Segment Start: The data
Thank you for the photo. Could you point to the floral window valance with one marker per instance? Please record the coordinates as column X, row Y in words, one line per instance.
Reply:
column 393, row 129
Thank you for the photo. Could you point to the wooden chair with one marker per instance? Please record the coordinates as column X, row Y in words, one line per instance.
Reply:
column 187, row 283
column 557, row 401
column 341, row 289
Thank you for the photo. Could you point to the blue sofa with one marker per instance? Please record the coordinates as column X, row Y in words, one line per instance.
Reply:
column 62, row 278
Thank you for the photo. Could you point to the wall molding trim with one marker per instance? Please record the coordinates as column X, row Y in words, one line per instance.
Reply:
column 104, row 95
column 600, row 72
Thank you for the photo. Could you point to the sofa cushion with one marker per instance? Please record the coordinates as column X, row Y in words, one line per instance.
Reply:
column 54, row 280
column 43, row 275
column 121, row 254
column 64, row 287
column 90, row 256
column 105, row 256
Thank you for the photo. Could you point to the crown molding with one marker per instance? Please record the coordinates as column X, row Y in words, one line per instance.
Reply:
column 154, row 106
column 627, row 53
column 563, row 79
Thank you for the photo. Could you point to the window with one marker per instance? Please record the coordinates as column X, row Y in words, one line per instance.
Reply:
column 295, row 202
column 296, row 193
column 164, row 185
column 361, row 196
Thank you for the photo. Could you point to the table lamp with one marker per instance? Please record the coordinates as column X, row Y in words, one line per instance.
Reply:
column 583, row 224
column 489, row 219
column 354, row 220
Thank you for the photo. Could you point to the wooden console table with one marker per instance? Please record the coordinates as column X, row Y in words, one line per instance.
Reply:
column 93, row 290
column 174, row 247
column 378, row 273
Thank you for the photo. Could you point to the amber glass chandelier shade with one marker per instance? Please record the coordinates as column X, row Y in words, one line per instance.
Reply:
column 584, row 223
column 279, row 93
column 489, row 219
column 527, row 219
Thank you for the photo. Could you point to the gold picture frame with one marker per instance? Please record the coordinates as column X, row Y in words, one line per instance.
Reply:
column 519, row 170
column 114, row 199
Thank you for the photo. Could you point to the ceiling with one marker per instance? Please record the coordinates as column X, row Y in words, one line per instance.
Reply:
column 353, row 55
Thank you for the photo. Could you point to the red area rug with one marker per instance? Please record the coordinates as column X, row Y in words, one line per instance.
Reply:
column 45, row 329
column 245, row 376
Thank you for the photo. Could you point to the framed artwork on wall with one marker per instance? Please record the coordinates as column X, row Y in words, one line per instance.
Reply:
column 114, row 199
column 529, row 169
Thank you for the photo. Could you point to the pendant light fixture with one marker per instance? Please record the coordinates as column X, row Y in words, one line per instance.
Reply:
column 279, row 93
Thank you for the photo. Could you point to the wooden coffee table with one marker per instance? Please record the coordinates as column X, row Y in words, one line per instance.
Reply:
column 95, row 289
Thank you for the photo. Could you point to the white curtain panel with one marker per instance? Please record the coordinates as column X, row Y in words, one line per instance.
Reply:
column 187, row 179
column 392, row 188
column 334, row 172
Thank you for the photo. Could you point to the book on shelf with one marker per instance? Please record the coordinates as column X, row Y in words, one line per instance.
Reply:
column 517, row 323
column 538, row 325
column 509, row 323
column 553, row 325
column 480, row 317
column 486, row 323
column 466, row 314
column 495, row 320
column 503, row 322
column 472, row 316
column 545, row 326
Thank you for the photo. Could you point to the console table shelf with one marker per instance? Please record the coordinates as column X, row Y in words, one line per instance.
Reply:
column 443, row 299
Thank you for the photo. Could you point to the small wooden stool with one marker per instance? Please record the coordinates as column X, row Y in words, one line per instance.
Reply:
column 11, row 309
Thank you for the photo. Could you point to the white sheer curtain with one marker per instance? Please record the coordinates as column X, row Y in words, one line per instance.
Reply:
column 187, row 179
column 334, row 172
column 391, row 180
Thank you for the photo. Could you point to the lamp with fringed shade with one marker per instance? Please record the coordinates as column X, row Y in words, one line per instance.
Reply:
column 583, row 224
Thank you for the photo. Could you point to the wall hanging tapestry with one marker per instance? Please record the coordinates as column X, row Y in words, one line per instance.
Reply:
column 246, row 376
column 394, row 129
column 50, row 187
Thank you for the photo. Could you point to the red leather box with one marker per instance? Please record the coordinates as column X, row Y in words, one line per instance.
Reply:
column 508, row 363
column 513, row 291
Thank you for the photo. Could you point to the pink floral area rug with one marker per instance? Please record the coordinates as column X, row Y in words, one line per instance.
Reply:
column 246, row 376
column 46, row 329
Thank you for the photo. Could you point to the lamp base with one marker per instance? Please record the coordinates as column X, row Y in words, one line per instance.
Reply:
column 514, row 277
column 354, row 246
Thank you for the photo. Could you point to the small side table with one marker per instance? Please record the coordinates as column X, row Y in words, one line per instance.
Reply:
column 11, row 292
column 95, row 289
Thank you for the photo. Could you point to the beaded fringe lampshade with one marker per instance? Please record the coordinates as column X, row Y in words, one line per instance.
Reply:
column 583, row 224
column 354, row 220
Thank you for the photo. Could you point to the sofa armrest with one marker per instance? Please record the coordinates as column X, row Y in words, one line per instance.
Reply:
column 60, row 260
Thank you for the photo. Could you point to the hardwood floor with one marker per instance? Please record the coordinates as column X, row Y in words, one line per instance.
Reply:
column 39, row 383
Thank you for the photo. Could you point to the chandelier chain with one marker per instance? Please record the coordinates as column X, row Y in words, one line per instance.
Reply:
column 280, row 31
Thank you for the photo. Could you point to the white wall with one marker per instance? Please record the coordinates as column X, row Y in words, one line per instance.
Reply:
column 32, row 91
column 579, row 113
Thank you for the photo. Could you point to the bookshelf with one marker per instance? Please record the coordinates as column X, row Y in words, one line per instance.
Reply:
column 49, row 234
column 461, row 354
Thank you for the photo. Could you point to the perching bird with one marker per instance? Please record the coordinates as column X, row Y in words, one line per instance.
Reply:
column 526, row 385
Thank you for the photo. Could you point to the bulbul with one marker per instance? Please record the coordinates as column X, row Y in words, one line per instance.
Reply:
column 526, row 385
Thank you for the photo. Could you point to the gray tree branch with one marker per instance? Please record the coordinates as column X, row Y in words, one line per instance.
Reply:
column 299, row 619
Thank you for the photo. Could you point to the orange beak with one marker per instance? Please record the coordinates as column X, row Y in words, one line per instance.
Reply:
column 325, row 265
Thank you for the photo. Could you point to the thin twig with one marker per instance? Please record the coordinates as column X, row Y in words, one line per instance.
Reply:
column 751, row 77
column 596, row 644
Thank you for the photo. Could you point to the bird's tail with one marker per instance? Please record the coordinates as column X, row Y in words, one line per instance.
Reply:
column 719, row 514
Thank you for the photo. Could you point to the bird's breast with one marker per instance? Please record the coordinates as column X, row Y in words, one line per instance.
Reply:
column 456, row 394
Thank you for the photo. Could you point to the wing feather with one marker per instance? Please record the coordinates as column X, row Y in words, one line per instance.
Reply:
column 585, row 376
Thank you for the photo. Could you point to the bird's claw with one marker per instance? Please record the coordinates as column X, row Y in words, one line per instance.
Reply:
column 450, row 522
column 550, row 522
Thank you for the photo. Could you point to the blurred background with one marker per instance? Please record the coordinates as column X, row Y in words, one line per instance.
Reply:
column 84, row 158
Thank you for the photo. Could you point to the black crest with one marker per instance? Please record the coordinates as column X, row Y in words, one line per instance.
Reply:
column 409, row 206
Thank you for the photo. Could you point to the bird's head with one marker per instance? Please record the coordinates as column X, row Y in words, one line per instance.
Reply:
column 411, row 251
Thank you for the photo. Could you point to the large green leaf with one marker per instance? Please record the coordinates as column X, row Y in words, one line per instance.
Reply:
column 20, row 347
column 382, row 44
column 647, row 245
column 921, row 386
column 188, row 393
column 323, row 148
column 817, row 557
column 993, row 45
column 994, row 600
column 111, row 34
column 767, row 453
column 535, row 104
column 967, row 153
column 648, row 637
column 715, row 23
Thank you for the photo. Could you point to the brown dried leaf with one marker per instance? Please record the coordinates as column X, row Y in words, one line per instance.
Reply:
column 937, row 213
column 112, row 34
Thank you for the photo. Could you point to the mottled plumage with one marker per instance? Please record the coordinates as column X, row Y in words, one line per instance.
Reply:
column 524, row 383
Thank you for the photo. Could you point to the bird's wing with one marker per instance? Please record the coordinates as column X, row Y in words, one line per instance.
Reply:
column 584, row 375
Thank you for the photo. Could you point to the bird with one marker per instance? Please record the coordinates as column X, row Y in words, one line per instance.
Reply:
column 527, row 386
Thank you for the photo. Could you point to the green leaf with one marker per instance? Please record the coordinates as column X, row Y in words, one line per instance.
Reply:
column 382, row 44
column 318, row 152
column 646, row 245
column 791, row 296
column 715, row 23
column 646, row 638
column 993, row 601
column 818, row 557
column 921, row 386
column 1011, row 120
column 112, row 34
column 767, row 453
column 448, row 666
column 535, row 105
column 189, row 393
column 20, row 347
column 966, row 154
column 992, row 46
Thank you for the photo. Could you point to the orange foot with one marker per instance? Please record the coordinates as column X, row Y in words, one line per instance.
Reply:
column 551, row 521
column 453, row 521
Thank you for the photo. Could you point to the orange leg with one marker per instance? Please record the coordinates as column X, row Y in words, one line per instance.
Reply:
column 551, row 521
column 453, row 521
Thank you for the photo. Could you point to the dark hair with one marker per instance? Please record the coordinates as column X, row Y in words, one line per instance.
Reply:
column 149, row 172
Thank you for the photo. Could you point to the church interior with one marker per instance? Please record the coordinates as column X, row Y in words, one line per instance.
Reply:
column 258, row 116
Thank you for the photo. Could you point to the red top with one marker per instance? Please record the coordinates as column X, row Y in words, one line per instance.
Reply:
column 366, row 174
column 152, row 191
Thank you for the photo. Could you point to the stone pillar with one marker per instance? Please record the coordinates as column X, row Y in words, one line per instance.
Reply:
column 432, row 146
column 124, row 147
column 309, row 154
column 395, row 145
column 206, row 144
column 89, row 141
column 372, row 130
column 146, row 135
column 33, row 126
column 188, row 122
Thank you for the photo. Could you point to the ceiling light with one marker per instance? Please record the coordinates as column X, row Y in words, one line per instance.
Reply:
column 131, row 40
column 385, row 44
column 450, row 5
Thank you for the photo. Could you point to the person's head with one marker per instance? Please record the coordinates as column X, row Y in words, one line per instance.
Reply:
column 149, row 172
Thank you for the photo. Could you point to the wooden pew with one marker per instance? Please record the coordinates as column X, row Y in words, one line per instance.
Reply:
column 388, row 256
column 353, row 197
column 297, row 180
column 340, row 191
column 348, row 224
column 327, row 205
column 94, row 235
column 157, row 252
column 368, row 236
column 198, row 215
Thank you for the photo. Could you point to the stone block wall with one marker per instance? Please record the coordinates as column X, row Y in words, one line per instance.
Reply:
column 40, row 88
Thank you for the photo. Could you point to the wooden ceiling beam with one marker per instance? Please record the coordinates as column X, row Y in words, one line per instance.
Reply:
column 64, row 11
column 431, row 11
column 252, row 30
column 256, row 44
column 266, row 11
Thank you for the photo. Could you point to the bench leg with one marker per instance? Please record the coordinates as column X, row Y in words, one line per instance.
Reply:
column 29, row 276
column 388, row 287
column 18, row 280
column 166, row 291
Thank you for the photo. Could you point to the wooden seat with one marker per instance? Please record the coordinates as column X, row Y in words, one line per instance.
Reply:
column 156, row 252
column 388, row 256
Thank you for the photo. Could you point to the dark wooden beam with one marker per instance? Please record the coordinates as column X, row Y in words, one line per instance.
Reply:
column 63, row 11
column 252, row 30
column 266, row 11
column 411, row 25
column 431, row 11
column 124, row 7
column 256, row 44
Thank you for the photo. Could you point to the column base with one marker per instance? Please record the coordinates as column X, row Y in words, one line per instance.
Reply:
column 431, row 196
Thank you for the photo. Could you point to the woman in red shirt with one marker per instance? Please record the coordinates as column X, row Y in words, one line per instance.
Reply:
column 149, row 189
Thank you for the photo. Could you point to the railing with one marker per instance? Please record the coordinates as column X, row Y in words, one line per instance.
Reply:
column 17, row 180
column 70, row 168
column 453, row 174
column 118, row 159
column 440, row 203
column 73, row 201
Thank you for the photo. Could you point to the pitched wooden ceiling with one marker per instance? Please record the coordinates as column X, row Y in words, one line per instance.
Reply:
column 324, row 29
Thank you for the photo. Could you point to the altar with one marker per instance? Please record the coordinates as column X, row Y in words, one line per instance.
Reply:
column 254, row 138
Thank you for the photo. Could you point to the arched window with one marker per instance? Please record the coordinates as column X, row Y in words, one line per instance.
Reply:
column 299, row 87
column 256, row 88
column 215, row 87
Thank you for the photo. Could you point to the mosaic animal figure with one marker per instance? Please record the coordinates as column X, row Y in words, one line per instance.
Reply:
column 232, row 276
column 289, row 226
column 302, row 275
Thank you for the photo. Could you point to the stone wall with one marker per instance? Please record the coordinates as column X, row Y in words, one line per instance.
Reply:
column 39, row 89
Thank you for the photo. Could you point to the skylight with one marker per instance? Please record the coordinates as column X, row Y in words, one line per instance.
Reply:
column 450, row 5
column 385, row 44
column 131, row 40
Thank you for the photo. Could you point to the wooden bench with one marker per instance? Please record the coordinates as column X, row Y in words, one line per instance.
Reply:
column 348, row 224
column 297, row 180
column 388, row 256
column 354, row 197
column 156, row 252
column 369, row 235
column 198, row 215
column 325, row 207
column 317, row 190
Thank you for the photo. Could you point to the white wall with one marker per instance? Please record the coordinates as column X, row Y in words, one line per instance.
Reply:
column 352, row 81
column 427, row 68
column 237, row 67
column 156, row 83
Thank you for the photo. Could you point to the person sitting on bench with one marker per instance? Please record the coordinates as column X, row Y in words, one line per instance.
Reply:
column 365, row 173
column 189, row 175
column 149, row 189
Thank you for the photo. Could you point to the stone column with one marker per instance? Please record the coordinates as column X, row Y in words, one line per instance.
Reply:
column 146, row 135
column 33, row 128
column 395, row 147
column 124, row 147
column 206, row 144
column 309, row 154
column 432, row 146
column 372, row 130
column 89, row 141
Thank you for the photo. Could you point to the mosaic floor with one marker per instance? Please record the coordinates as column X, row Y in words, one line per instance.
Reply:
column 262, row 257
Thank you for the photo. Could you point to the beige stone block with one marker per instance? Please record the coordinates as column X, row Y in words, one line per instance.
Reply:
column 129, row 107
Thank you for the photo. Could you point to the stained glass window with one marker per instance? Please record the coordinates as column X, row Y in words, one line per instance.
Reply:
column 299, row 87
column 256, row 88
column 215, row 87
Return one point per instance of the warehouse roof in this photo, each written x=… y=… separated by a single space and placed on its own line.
Segment End: The data
[Task prompt] State the number of lines in the records that contain the string "curtain". Nothing else is needed.

[Task answer] 2